═══ Data extract ═══

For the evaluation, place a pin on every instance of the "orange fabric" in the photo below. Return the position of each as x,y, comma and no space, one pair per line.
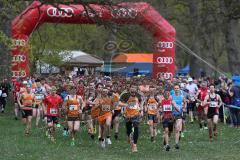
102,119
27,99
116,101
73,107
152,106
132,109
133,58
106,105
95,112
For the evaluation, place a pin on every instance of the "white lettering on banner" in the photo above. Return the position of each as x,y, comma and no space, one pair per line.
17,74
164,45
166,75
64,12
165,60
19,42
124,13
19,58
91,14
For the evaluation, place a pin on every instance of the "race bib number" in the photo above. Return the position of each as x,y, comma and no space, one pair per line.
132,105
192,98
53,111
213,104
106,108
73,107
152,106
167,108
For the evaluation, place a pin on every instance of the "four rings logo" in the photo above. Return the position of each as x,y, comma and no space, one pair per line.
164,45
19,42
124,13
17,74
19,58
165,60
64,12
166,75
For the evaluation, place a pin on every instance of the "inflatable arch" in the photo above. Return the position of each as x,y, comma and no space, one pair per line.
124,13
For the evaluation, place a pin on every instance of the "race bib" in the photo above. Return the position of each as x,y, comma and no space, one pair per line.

═══
═══ Data extract ═══

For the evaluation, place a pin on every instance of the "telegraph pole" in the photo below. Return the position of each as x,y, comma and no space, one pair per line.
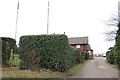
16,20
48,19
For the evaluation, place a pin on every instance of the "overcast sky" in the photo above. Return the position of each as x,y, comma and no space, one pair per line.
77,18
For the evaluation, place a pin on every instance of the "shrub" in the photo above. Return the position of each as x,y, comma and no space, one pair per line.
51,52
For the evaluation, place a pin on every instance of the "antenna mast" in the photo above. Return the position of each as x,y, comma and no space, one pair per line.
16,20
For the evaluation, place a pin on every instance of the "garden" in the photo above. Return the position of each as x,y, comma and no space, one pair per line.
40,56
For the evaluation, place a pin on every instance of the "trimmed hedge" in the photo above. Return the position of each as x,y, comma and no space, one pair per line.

═══

Exercise objective |
Please pull out every line above that contains the word "below". Case counts.

Output of the task |
For the evaluation, place a pin on every instance of the "orange fabric" in the photo below. Return the position of each as x,y, comma and no space, one pair per line.
For the evaluation, place a pin on every instance of the "telegraph pole" in the photo below. Return the position of each as x,y, comma and no space, one pair per line.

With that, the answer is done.